> [THE TASK]: Look through the entries below. Report each line that has the word "tree" in it.

(DATASET RECORDS Opens)

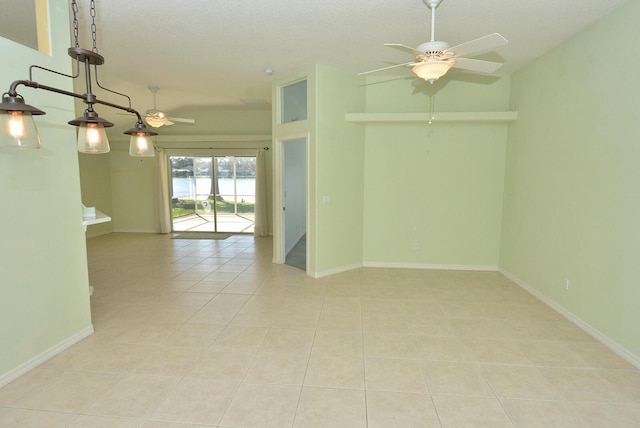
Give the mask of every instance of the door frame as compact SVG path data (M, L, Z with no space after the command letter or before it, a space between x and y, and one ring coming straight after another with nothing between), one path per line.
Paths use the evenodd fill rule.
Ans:
M305 144L305 152L306 152L306 165L305 165L305 173L306 173L306 189L305 189L305 205L306 205L306 225L305 228L307 230L307 248L306 248L306 258L307 258L307 269L309 272L309 248L312 244L309 238L309 213L310 213L310 204L309 204L309 140L310 134L293 134L286 135L283 137L274 138L274 156L273 156L273 223L274 223L274 233L273 233L273 262L277 264L284 264L286 260L286 243L285 243L285 162L284 162L284 145L289 141L300 141L304 140Z

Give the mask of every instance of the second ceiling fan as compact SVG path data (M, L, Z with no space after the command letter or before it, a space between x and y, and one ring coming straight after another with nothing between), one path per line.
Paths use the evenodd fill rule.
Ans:
M495 73L502 66L499 62L483 61L467 57L505 45L509 43L507 39L498 33L493 33L450 47L448 43L436 40L435 38L436 8L442 0L423 0L423 2L431 9L431 40L418 45L416 48L397 43L385 43L385 46L412 54L414 60L404 64L396 64L376 70L365 71L360 74L374 73L395 67L411 67L412 71L418 77L434 83L451 68L458 68L475 73Z
M149 90L153 93L153 108L147 110L147 114L144 117L144 121L147 122L150 126L154 128L159 128L161 126L170 126L173 125L174 122L182 122L182 123L196 123L193 119L185 119L182 117L169 117L164 112L160 111L156 107L156 94L160 90L157 86L149 86Z

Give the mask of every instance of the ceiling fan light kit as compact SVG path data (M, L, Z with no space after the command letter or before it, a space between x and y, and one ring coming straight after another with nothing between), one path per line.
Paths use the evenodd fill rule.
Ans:
M378 68L376 70L365 71L362 74L375 73L389 70L396 67L411 67L411 70L421 79L434 83L444 76L449 69L459 68L461 70L474 73L493 73L502 64L491 61L482 61L469 58L482 52L490 51L498 46L509 43L507 39L498 33L489 34L466 43L450 47L446 42L436 40L436 8L442 0L423 0L424 4L431 9L431 40L421 43L417 48L412 48L398 43L386 43L385 46L410 53L414 61L404 64L396 64L390 67Z
M98 48L96 45L96 9L95 0L90 1L91 11L91 36L93 40L93 49L83 49L80 47L78 41L78 4L77 0L71 0L71 8L73 11L73 35L75 40L75 46L68 49L67 53L71 58L76 61L76 71L73 76L60 73L48 68L32 65L29 67L29 79L28 80L16 80L9 87L9 91L2 95L2 103L0 103L0 123L6 125L3 127L5 133L0 136L0 148L13 148L13 149L39 149L42 147L40 141L40 134L36 127L33 116L46 114L44 111L39 110L33 106L30 106L24 102L21 95L18 94L18 86L27 86L34 89L44 89L49 92L54 92L69 97L82 99L87 104L87 109L84 115L74 120L69 121L70 125L78 127L78 151L81 153L108 153L110 150L109 140L105 128L113 126L113 123L98 116L98 113L93 109L95 104L108 106L111 108L124 110L127 113L135 114L138 118L136 122L136 138L149 139L150 136L158 135L157 132L147 129L142 123L142 116L136 110L131 107L131 98L125 94L112 91L100 85L98 81L98 66L104 64L104 58L98 54ZM55 88L53 86L43 85L33 80L33 69L40 69L49 73L54 73L76 79L80 76L81 64L84 65L84 77L85 77L85 94L77 94L69 92L64 89ZM93 73L95 74L95 82L92 78L92 66ZM101 89L125 97L128 100L128 105L118 105L107 101L102 101L97 98L93 93L93 83L95 83ZM126 134L126 133L125 133ZM137 141L137 140L136 140ZM133 143L133 137L132 141ZM150 142L150 140L149 140ZM153 150L153 145L150 146ZM148 156L148 151L137 151L139 154L133 156Z
M193 119L185 119L182 117L168 117L164 112L158 110L156 107L156 94L160 90L157 86L149 86L149 90L153 94L153 108L147 110L147 114L144 117L145 122L153 128L160 128L161 126L171 126L174 122L183 123L196 123Z

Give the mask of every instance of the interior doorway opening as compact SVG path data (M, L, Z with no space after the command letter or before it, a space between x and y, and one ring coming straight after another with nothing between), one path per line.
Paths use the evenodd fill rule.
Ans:
M174 232L253 233L255 156L170 156Z

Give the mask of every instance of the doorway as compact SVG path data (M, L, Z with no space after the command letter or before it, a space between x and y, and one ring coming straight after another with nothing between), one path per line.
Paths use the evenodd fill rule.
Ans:
M174 232L253 233L255 156L170 156Z
M307 270L307 138L281 141L276 262Z

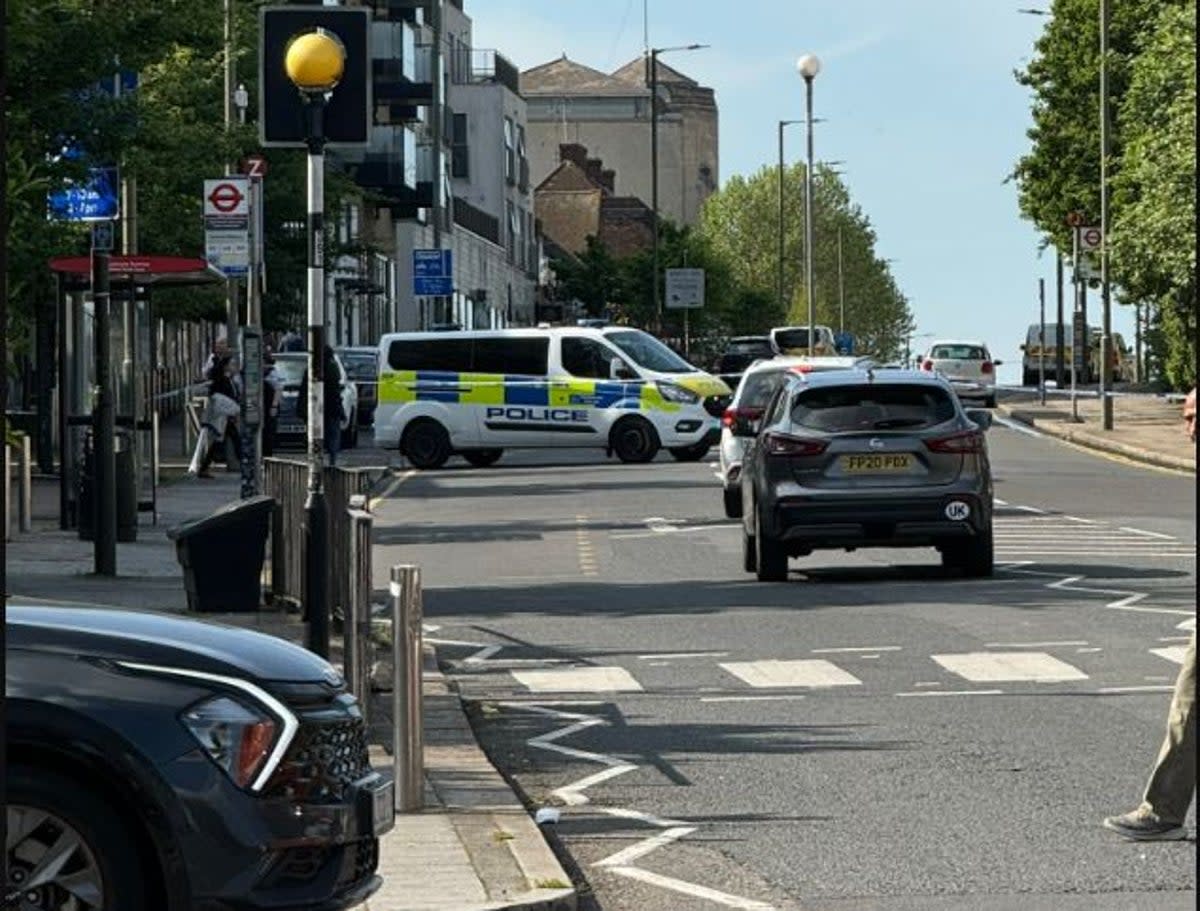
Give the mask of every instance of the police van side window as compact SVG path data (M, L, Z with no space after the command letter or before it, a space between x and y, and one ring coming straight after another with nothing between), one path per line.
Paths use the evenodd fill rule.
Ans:
M562 365L571 376L607 380L612 360L613 353L595 339L567 336L562 340Z
M469 339L397 339L388 348L393 370L463 373L471 369Z
M545 376L549 338L475 339L473 373Z

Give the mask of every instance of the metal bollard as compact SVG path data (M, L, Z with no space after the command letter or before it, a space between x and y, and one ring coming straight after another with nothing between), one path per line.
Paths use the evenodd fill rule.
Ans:
M392 759L396 810L421 809L425 796L425 723L421 706L421 568L393 566Z
M29 437L22 436L17 448L17 527L33 531L33 451Z
M350 519L350 598L346 605L342 640L345 647L346 680L358 699L363 719L369 723L371 701L371 514L367 498L353 496Z

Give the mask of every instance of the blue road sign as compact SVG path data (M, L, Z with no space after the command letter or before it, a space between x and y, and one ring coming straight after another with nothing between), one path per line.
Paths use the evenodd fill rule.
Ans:
M116 168L90 168L87 183L50 193L50 217L62 221L108 221L120 214L120 185Z
M453 293L453 254L449 250L413 250L413 294L445 297Z
M837 348L838 354L854 353L854 336L849 332L835 332L833 335L833 343Z

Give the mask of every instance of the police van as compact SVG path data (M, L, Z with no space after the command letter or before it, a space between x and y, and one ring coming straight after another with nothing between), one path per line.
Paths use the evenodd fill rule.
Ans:
M476 467L505 449L595 447L623 462L702 459L731 393L637 329L385 335L375 440L416 468Z

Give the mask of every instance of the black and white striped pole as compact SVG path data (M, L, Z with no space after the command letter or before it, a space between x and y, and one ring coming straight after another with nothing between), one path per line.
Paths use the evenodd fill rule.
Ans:
M285 57L304 99L308 146L308 497L304 503L304 605L308 648L329 657L329 510L325 503L325 102L346 50L325 29L296 35ZM336 428L335 428L336 429Z

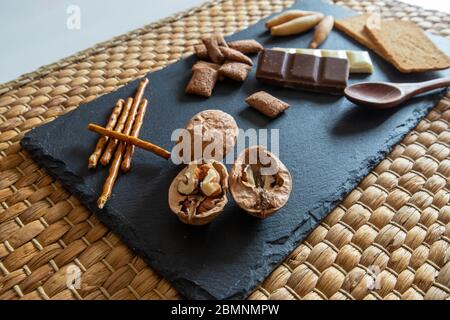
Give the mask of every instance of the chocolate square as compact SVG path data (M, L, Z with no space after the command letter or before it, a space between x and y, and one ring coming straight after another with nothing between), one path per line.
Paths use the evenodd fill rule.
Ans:
M321 84L333 87L346 87L349 74L348 60L331 57L321 59Z
M320 58L310 54L296 54L291 56L291 63L287 74L287 81L297 79L315 83L319 74Z
M263 77L284 77L284 64L287 53L276 50L265 50L261 52L258 62L257 73Z

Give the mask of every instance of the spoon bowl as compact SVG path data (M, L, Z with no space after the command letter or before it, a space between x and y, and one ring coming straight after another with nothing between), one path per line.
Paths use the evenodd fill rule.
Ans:
M344 94L355 104L375 109L389 109L420 93L449 85L450 78L418 83L361 82L348 86Z

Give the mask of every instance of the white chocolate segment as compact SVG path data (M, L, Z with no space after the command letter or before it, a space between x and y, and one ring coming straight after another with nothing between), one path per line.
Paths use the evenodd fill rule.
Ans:
M372 73L373 64L367 51L347 51L347 58L352 73Z
M318 49L295 49L295 53L311 54L316 57L322 56L322 53Z
M322 57L348 59L344 50L322 50Z
M367 51L354 50L324 50L324 49L304 49L304 48L273 48L273 50L285 51L288 53L311 54L317 57L332 57L348 59L350 73L372 73L373 64Z

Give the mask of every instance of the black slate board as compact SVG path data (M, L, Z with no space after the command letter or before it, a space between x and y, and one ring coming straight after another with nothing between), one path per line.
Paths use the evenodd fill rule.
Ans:
M294 7L337 17L352 15L316 0L300 1ZM260 22L229 39L255 38L266 47L306 47L311 36L309 32L273 39ZM433 39L450 52L448 40ZM323 47L365 50L338 31L333 31ZM371 57L375 73L352 76L351 82L412 82L449 76L449 72L402 75L375 54ZM134 94L137 81L33 130L22 140L38 163L191 299L246 297L443 93L416 98L397 110L375 112L342 97L262 85L252 74L243 85L220 83L212 98L202 99L183 92L195 60L189 57L149 75L151 85L146 96L150 97L150 107L141 137L171 149L170 136L175 128L184 127L195 113L214 108L233 115L243 129L280 128L280 158L291 171L294 189L286 207L269 219L250 217L231 201L209 226L180 223L167 205L169 184L180 167L140 150L135 154L133 170L119 178L106 209L98 211L95 203L107 169L87 169L98 136L88 132L86 126L89 122L104 124L115 101ZM244 98L261 89L287 101L291 108L269 121L246 107Z

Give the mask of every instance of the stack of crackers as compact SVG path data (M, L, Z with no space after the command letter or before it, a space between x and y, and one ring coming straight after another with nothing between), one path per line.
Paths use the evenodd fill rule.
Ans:
M335 26L401 72L450 67L450 58L413 22L382 20L378 14L362 14L337 20Z

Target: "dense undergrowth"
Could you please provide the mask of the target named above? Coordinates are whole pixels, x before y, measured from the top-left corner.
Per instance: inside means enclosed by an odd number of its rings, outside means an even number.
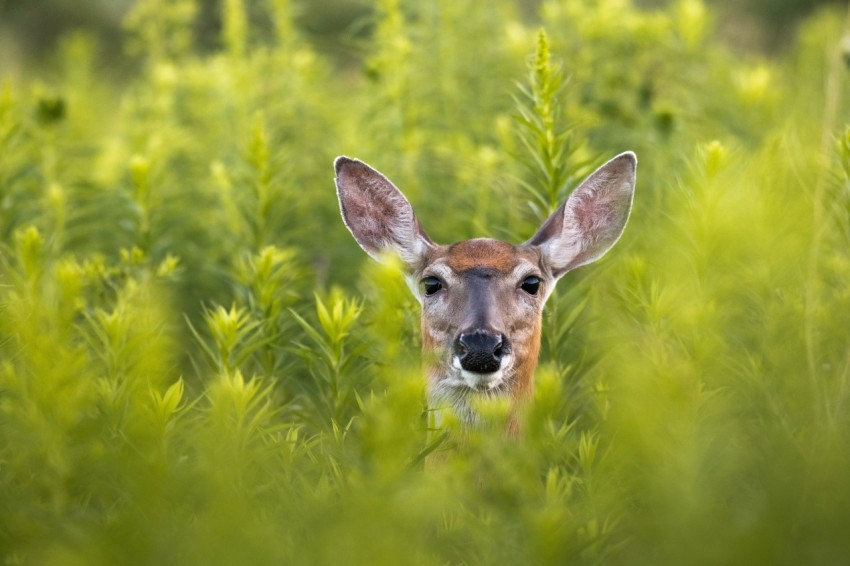
[[[193,0],[140,0],[128,81],[77,35],[0,87],[5,563],[846,563],[843,15],[754,61],[697,0],[376,0],[351,67],[295,9],[223,1],[201,56]],[[438,241],[519,242],[627,149],[519,438],[427,430],[418,306],[333,158]]]

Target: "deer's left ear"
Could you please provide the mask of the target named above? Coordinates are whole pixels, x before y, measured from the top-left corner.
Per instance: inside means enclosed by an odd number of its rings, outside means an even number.
[[[636,169],[628,151],[594,171],[524,245],[542,252],[555,277],[605,255],[629,219]]]

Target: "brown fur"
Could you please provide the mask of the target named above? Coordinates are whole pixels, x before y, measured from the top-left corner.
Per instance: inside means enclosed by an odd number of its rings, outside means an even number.
[[[520,248],[517,246],[499,240],[478,238],[448,246],[444,258],[446,265],[457,273],[484,268],[504,275],[516,267],[519,256]]]

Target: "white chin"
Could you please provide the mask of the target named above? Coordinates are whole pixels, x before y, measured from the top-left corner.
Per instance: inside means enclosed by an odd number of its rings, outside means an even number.
[[[458,381],[462,381],[466,387],[475,391],[491,391],[499,387],[505,380],[505,368],[509,367],[510,361],[510,356],[505,356],[502,358],[499,369],[493,373],[476,373],[463,369],[460,365],[460,359],[457,356],[452,356],[452,369],[460,377]]]

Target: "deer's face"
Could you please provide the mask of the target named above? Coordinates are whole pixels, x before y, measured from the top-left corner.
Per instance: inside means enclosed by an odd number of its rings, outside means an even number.
[[[479,238],[436,247],[414,276],[431,387],[442,395],[528,387],[552,287],[533,247]]]
[[[525,397],[540,348],[543,304],[557,280],[619,239],[631,211],[637,159],[623,153],[590,175],[524,244],[477,238],[435,244],[404,195],[361,161],[336,160],[342,217],[375,259],[407,268],[422,303],[432,402],[474,420],[469,396]]]

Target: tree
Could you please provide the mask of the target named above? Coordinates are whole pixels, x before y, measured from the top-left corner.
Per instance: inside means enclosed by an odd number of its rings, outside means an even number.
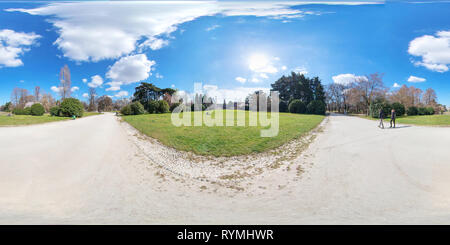
[[[19,108],[24,108],[28,102],[34,102],[34,96],[28,94],[28,90],[20,89]]]
[[[299,99],[294,99],[289,103],[288,110],[290,113],[306,113],[306,105]]]
[[[96,111],[97,110],[97,106],[95,103],[95,96],[96,92],[95,92],[95,88],[90,87],[89,88],[89,106],[88,106],[88,111]]]
[[[33,116],[42,116],[45,113],[45,108],[39,103],[33,104],[31,106],[31,115]]]
[[[72,81],[70,80],[70,70],[67,65],[64,65],[64,67],[61,68],[61,71],[59,73],[59,80],[59,93],[61,94],[61,99],[64,100],[65,98],[70,97],[70,89],[72,83]]]
[[[303,74],[292,72],[290,76],[282,76],[271,86],[271,91],[278,91],[280,102],[283,101],[286,104],[294,99],[305,104],[313,100],[325,103],[326,100],[324,87],[318,77],[307,78]]]
[[[14,107],[19,106],[19,99],[20,99],[20,88],[14,88],[11,93],[11,102],[13,103]]]
[[[82,117],[83,116],[83,104],[75,98],[66,98],[61,102],[60,113],[65,117]]]
[[[41,87],[36,86],[34,88],[34,99],[39,102],[41,100]]]
[[[369,115],[370,106],[377,97],[385,97],[387,92],[383,84],[383,74],[373,73],[368,77],[357,78],[356,89],[361,93],[367,115]]]
[[[56,106],[55,99],[50,93],[44,93],[41,97],[40,103],[44,106],[46,112],[49,112],[50,108]]]
[[[113,107],[113,101],[109,96],[103,95],[97,99],[97,106],[99,111],[111,111]]]
[[[436,100],[437,100],[436,92],[432,88],[427,89],[422,96],[422,101],[426,106],[432,107],[437,106]]]
[[[161,89],[151,83],[142,82],[135,88],[133,102],[139,101],[142,105],[148,105],[150,100],[158,100],[161,96]]]

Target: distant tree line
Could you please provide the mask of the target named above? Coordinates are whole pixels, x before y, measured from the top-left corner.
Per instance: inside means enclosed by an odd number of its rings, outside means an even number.
[[[423,92],[414,86],[403,85],[390,91],[384,85],[383,74],[380,73],[357,77],[347,84],[328,85],[326,104],[329,111],[373,117],[378,117],[380,109],[385,115],[391,109],[395,109],[397,115],[432,115],[447,111],[444,105],[437,102],[436,92],[432,88]]]

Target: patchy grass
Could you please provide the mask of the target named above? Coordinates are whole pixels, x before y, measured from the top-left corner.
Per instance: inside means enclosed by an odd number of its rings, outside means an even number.
[[[68,117],[52,117],[50,115],[43,116],[29,116],[29,115],[12,115],[8,116],[0,116],[0,126],[19,126],[19,125],[31,125],[31,124],[40,124],[47,122],[56,122],[67,120]]]
[[[369,116],[359,116],[370,120],[379,120]],[[385,118],[384,121],[389,122],[390,118]],[[428,116],[402,116],[397,117],[396,123],[412,124],[423,126],[450,126],[450,115],[428,115]]]
[[[101,113],[98,112],[94,112],[94,111],[85,111],[83,113],[83,117],[89,117],[89,116],[95,116],[95,115],[100,115]]]
[[[84,112],[83,117],[99,115],[98,112]],[[70,117],[53,117],[49,114],[44,114],[42,116],[31,116],[31,115],[12,115],[8,116],[8,113],[2,112],[0,114],[0,126],[20,126],[20,125],[32,125],[41,124],[47,122],[57,122],[63,120],[69,120]]]
[[[217,112],[224,113],[222,110],[214,113]],[[194,112],[191,113],[193,121]],[[206,112],[203,113],[205,114]],[[236,111],[234,113],[234,124],[236,125]],[[270,115],[270,113],[268,114]],[[249,126],[248,111],[245,112],[245,126],[233,127],[208,127],[205,125],[176,127],[171,122],[170,113],[123,116],[123,119],[140,132],[158,139],[167,146],[177,150],[191,151],[199,155],[213,156],[236,156],[273,149],[304,135],[324,119],[324,116],[319,115],[290,113],[280,113],[279,116],[280,129],[279,134],[275,137],[260,137],[260,131],[270,126]],[[224,125],[226,120],[224,113]]]

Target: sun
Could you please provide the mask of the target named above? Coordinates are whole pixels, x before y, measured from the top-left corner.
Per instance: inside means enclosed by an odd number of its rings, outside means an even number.
[[[252,71],[261,70],[264,67],[267,67],[269,63],[270,61],[267,56],[261,53],[252,54],[248,59],[248,67]]]

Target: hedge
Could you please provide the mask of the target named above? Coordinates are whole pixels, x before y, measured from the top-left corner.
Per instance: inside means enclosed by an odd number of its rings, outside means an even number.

(DATASET RECORDS Closes)

> [ANSWER TO THIS PROBLEM]:
Target: tree
Target: distant tree line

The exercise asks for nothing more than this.